- Exercise goal
Can you copy the records from the start through the line containing "[[280, 131, 294, 143]]", substituting "Locate every instance of" for every "Run detection for" and keeping everything else the same, with nothing after that line?
⁂
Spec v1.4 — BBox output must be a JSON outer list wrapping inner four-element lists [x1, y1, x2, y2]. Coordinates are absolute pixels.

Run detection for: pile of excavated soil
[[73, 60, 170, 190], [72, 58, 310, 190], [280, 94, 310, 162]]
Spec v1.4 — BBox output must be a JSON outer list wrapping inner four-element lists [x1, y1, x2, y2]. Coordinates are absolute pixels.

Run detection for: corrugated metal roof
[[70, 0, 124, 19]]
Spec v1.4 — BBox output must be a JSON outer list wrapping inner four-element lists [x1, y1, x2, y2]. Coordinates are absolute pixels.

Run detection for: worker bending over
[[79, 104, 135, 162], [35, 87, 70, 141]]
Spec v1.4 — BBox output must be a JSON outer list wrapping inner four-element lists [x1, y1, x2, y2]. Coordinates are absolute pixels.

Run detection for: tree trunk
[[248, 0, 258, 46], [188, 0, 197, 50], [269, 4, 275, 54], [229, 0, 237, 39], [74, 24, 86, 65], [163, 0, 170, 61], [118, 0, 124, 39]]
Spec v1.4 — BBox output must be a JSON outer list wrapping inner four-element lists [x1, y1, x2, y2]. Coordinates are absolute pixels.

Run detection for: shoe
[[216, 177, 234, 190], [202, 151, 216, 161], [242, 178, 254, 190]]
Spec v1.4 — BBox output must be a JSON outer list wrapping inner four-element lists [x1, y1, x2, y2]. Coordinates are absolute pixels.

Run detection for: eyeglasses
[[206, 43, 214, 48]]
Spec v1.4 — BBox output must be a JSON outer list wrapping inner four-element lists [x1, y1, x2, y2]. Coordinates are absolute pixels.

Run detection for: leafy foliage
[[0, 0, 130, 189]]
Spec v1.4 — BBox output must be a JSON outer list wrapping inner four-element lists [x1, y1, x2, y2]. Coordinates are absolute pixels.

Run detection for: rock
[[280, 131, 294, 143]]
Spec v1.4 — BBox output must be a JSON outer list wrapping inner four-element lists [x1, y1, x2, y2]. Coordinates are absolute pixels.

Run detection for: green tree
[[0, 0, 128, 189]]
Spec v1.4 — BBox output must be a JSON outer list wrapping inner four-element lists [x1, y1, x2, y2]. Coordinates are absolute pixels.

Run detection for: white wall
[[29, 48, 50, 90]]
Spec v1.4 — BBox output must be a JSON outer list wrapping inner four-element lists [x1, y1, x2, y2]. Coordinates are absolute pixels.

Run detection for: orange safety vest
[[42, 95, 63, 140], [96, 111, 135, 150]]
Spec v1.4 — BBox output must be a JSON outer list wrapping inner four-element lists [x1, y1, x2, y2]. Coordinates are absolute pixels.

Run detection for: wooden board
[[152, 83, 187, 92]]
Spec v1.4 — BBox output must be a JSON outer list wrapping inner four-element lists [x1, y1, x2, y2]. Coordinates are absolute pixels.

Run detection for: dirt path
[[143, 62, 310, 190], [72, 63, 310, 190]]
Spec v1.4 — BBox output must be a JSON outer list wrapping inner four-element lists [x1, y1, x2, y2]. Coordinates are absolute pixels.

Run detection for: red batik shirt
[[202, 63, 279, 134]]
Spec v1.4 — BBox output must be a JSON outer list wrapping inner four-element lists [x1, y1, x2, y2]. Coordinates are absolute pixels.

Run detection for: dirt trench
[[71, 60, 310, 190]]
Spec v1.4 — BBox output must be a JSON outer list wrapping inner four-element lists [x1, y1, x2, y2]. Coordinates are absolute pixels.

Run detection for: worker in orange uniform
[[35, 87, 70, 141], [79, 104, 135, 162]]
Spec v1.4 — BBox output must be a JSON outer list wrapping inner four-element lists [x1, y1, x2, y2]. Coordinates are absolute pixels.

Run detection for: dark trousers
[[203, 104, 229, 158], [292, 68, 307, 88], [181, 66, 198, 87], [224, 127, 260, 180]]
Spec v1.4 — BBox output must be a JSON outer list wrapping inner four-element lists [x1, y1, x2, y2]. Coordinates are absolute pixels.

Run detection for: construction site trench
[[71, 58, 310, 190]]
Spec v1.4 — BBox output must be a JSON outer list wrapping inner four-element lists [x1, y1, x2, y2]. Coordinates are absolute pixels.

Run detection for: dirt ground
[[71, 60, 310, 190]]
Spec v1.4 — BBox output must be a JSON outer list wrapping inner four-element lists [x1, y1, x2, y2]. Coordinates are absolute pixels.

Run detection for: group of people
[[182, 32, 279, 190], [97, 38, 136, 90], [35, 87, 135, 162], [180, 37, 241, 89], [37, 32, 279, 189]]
⁂
- Answer below
Spec v1.4 — BBox output must be a JSON outer list wrapping inner four-element lists [x1, y1, x2, y2]. Coordinates are absolute pixels.

Locate every instance of: pile of excavated soil
[[73, 60, 170, 190], [72, 58, 310, 190], [280, 94, 310, 162]]
Spec v1.4 — BBox output must be a JSON outer list wrapping inner four-element lists [x1, y1, x2, y2]. Coordinates are absolute pixels.

Locate every instance of: corrugated metal roof
[[70, 0, 124, 19]]
Spec v1.4 — BBox output must be a JSON outer list wrapping inner four-element lists [x1, y1, x2, y2]. Coordinates are absolute pixels.

Locate every instance of: worker bending over
[[79, 104, 135, 162], [35, 87, 70, 141]]
Spec v1.4 — BBox output must be a JSON outer list wrapping inner four-element lists [x1, y1, x2, y2]. Coordinates are absolute pixels.

Locate every instance of: tree trunk
[[248, 0, 258, 46], [188, 0, 197, 50], [269, 4, 275, 54], [229, 0, 237, 39], [74, 24, 86, 65], [163, 0, 170, 61], [118, 0, 124, 39]]
Spec v1.4 — BBox output must be a JSON outer list wrapping inner four-element lists [x1, y1, x2, y2]. Coordinates are absolute pixels.

Locate every instance of: shoe
[[216, 177, 234, 190], [202, 151, 216, 161], [242, 178, 254, 190]]
Spec v1.4 — BBox output must be a JSON outer list wrapping inner four-element lists [x1, y1, x2, y2]. Coordinates are absolute pixels.

Locate every instance of: eyeglasses
[[206, 43, 214, 48]]
Spec v1.4 — BBox output must be a JSON outer list wrapping inner four-element lists [x1, y1, x2, y2]. Coordinates are absolute pixels.

Locate every instance of: leafy foliage
[[0, 0, 130, 189]]
Spec v1.4 — BBox output must be a JSON outer list wrapping inner four-element lists [x1, y1, x2, y2]. Coordinates are absolute pixels.

Locate every instance of: rock
[[280, 131, 294, 143]]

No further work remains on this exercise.